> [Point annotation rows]
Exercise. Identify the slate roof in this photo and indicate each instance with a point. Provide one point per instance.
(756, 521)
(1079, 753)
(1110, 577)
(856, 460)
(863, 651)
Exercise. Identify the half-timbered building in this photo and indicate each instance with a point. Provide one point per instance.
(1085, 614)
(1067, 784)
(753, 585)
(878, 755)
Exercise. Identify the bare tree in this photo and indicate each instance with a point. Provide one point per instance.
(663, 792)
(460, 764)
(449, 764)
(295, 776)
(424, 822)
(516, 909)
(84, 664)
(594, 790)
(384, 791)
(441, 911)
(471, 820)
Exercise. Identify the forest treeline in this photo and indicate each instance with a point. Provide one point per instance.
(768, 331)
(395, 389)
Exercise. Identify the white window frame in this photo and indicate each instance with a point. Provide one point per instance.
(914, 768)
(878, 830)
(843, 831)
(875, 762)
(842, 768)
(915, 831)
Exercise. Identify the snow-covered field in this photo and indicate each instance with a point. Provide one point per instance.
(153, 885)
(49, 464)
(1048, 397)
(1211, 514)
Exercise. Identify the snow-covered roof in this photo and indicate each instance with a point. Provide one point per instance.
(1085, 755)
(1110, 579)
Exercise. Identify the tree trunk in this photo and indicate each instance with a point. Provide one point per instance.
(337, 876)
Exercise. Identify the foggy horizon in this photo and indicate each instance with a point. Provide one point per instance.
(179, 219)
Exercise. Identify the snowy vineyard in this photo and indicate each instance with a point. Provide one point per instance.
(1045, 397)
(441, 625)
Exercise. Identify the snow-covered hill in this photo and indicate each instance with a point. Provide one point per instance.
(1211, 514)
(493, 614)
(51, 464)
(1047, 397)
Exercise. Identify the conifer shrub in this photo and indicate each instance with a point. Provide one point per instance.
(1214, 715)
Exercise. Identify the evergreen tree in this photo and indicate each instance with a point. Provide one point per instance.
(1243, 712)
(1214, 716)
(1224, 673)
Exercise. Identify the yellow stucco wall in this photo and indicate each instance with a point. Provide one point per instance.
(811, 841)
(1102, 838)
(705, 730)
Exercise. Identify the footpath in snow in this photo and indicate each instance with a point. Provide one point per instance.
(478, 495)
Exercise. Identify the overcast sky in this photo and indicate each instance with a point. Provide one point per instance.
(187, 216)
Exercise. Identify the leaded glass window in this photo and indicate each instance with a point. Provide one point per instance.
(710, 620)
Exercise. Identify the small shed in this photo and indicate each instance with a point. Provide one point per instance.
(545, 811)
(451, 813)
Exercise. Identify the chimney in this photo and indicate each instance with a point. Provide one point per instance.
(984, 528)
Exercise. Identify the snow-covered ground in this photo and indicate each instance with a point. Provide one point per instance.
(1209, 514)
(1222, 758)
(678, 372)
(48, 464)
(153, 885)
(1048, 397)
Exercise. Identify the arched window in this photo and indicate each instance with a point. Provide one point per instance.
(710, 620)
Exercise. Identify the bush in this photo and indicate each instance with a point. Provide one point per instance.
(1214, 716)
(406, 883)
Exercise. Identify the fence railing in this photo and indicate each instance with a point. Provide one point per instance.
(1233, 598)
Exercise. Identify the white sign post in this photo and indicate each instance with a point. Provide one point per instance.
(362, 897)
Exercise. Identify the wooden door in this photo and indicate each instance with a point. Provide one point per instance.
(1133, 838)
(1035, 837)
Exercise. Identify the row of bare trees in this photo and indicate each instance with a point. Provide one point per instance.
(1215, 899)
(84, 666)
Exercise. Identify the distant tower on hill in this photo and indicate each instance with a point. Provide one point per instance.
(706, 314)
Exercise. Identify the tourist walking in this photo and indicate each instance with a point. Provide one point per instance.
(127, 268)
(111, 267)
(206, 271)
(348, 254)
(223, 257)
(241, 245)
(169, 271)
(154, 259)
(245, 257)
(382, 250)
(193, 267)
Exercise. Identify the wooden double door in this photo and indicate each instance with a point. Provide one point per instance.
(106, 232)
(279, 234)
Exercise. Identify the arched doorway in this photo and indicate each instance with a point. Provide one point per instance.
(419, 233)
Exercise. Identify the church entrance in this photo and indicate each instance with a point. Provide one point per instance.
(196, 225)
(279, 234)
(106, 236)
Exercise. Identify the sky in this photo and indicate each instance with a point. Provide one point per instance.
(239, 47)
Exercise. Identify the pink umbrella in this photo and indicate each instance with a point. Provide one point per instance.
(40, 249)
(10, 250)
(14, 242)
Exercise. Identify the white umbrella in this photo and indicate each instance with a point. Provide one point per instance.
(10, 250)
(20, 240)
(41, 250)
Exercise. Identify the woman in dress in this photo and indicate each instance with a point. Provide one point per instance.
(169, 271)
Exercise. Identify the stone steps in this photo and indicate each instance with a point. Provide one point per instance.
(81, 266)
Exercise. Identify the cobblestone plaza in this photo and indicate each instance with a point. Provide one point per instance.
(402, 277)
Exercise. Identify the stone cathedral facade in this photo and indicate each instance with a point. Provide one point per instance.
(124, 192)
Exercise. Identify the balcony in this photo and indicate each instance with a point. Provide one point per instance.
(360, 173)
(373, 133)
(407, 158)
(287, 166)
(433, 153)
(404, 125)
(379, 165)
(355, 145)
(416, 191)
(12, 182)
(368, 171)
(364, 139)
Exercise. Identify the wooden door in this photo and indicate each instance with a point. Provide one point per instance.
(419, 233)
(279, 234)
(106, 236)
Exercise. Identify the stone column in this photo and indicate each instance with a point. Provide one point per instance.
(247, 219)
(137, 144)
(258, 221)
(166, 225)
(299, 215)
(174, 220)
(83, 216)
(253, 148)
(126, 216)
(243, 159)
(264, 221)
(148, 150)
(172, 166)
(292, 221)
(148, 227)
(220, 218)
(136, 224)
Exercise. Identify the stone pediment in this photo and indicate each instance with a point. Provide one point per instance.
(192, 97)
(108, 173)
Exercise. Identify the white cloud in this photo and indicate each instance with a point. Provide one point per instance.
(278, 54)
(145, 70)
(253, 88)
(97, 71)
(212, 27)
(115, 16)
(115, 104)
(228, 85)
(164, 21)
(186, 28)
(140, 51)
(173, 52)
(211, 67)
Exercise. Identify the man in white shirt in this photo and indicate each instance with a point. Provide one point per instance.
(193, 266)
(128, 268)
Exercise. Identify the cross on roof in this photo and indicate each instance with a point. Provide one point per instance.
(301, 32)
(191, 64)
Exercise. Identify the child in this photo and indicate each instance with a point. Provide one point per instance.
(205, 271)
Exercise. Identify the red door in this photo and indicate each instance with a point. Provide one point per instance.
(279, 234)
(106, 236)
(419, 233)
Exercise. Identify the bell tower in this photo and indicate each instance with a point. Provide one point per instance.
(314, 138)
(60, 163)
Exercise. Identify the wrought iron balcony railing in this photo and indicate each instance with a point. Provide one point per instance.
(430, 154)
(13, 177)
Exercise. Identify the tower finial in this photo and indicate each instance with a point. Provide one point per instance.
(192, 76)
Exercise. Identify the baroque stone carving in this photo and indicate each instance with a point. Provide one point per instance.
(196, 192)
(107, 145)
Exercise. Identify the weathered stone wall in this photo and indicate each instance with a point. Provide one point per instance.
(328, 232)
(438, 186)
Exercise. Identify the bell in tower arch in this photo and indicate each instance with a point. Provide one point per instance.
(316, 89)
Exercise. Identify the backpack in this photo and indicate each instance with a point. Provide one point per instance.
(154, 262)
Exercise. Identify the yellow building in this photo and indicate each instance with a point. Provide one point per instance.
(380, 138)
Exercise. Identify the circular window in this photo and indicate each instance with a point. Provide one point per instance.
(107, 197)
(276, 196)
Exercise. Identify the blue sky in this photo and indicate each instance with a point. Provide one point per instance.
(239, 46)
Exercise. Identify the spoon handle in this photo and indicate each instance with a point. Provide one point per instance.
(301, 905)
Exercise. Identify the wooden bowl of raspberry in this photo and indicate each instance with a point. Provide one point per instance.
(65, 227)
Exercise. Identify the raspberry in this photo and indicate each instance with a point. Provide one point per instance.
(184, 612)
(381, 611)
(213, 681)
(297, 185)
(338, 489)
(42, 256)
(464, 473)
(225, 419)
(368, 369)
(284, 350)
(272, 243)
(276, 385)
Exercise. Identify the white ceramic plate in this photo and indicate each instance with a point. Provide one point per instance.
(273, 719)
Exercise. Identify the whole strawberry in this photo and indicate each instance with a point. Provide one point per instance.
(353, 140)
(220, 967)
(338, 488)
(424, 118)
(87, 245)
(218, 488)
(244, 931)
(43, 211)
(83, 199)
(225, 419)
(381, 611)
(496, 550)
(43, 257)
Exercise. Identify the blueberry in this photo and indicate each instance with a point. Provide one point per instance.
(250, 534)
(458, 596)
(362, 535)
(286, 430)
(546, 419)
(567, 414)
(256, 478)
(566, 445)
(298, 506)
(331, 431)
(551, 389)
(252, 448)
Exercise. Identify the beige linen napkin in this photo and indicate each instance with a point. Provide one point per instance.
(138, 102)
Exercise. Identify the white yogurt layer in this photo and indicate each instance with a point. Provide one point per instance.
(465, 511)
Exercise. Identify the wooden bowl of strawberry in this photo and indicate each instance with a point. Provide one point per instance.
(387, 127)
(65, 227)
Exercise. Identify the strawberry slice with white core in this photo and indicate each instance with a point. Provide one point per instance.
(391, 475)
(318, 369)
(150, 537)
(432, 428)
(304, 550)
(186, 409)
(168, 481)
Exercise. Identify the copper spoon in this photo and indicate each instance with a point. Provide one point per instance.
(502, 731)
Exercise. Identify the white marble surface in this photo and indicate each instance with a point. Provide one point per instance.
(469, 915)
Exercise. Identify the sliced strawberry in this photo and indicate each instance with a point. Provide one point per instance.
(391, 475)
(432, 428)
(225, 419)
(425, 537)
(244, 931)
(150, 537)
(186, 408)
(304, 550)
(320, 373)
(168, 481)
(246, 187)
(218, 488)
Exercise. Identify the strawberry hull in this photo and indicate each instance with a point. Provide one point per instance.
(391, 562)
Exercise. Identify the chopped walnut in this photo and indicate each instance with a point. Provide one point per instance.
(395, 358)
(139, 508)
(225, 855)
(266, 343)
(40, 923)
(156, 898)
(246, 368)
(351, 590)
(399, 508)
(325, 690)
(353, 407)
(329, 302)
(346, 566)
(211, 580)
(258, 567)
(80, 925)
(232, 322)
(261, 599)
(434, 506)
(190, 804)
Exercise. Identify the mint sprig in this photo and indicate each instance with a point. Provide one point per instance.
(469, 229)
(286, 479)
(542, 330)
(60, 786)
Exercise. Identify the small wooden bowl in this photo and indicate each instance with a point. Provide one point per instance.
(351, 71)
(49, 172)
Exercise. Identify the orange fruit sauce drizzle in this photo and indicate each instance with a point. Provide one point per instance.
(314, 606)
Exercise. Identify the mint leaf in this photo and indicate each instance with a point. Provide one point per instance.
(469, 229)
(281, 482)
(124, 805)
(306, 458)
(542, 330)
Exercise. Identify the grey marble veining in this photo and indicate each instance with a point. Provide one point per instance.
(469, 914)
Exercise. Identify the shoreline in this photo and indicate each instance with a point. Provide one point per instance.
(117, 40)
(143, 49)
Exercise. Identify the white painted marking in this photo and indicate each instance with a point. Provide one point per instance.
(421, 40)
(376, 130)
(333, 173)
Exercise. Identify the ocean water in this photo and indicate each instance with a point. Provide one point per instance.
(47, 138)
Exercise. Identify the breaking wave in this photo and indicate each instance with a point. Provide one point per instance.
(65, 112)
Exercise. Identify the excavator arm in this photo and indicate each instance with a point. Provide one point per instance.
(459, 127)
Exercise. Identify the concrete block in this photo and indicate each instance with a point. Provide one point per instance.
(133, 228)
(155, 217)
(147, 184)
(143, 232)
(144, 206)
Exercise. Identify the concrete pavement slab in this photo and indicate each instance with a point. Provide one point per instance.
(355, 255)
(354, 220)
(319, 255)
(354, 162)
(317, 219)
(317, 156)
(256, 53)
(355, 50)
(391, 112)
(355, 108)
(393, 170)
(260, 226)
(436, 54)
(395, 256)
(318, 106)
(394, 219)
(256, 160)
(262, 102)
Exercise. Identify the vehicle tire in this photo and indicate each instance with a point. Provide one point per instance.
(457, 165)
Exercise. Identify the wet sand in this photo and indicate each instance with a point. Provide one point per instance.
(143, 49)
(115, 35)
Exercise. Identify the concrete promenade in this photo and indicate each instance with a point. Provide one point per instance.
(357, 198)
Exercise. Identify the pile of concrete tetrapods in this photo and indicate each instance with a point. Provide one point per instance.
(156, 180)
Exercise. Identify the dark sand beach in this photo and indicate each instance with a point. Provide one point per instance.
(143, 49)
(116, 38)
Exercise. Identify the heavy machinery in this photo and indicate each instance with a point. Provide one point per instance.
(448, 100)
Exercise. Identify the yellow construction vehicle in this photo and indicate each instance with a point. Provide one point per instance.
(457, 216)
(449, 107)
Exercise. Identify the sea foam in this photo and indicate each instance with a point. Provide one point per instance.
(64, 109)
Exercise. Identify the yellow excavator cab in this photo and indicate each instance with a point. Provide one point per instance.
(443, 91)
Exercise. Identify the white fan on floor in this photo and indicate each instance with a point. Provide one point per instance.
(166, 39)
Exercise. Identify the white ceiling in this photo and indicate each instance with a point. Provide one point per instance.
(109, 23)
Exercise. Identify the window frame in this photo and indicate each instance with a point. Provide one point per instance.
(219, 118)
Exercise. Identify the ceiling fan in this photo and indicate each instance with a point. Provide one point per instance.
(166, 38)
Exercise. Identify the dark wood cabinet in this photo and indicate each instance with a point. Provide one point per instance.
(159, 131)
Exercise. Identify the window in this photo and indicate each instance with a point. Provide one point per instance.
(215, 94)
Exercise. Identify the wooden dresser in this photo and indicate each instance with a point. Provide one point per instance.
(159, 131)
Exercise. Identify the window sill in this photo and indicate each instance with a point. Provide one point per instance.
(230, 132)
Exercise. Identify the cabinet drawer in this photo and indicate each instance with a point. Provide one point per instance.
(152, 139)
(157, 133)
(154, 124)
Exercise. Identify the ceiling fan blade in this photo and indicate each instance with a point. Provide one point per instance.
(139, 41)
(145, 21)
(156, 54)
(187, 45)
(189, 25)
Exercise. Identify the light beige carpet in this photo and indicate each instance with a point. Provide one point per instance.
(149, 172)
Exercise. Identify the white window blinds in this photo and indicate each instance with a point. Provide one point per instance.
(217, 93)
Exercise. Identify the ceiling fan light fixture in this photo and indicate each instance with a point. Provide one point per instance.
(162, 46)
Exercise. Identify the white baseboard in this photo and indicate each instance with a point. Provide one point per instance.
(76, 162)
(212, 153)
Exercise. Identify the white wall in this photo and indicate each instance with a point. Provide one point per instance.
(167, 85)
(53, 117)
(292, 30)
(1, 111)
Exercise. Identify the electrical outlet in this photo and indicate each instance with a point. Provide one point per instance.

> [SHORT PROBLEM] Write out the rows above verbatim, starting with the first row and stopping after the line containing "(1224, 673)", with both end lines included.

> [EXERCISE RESULT]
Exercise. Identify the slate roof in this photo and indicate each instance with a point. Provide one point per instance.
(756, 521)
(1079, 753)
(1110, 577)
(856, 460)
(863, 651)
Exercise. Identify the half-timbered building in this photo and indicate each instance with a point. Provide one point per instance.
(1085, 614)
(1067, 784)
(753, 585)
(878, 755)
Exercise. Identify the bare tree in this photo and indicate each instance with a point. Provide one point per instance.
(663, 792)
(460, 764)
(449, 764)
(295, 776)
(424, 822)
(516, 909)
(84, 664)
(594, 790)
(384, 791)
(441, 911)
(471, 820)
Exercise. Identify the forest treeline in this photo and indicate each instance with a point. Provide one point per instance.
(768, 331)
(395, 389)
Exercise. Identify the white window frame in this photo and indicate each instance with a point. Provide one point per instance.
(914, 768)
(878, 830)
(843, 831)
(875, 762)
(842, 768)
(915, 831)
Exercise. Identify the snow-covered field in this photo and indicate each instance with a point. Provide one point per instance.
(153, 885)
(49, 464)
(1048, 397)
(1211, 514)
Exercise. Identify the snow-covered roof in this photo and indicate each instance with a point. Provide one point per instance.
(1085, 755)
(1110, 579)
Exercise. Identify the tree trunk in this photo and indicate each instance with a point. Provide one point per instance.
(337, 876)
Exercise. Identify the foggy horizon in this photo and indicate each instance with a point. Provide one point per instance.
(179, 219)
Exercise. Identify the snowy vineyard in this photo and indicate each instance with a point. Provide one point per instance.
(1045, 397)
(441, 625)
Exercise. Identify the snow-covered hill in this photo and indicate each instance with a point. Provide one point per instance.
(1211, 514)
(493, 614)
(51, 464)
(1047, 397)
Exercise. Identify the conifer shrub in this photo and indicate each instance with a point. Provide one point per instance.
(1214, 715)
Exercise. Identify the evergreen tree in this photo and indicate each instance with a point. Provide one point per instance.
(1243, 712)
(1214, 716)
(1224, 673)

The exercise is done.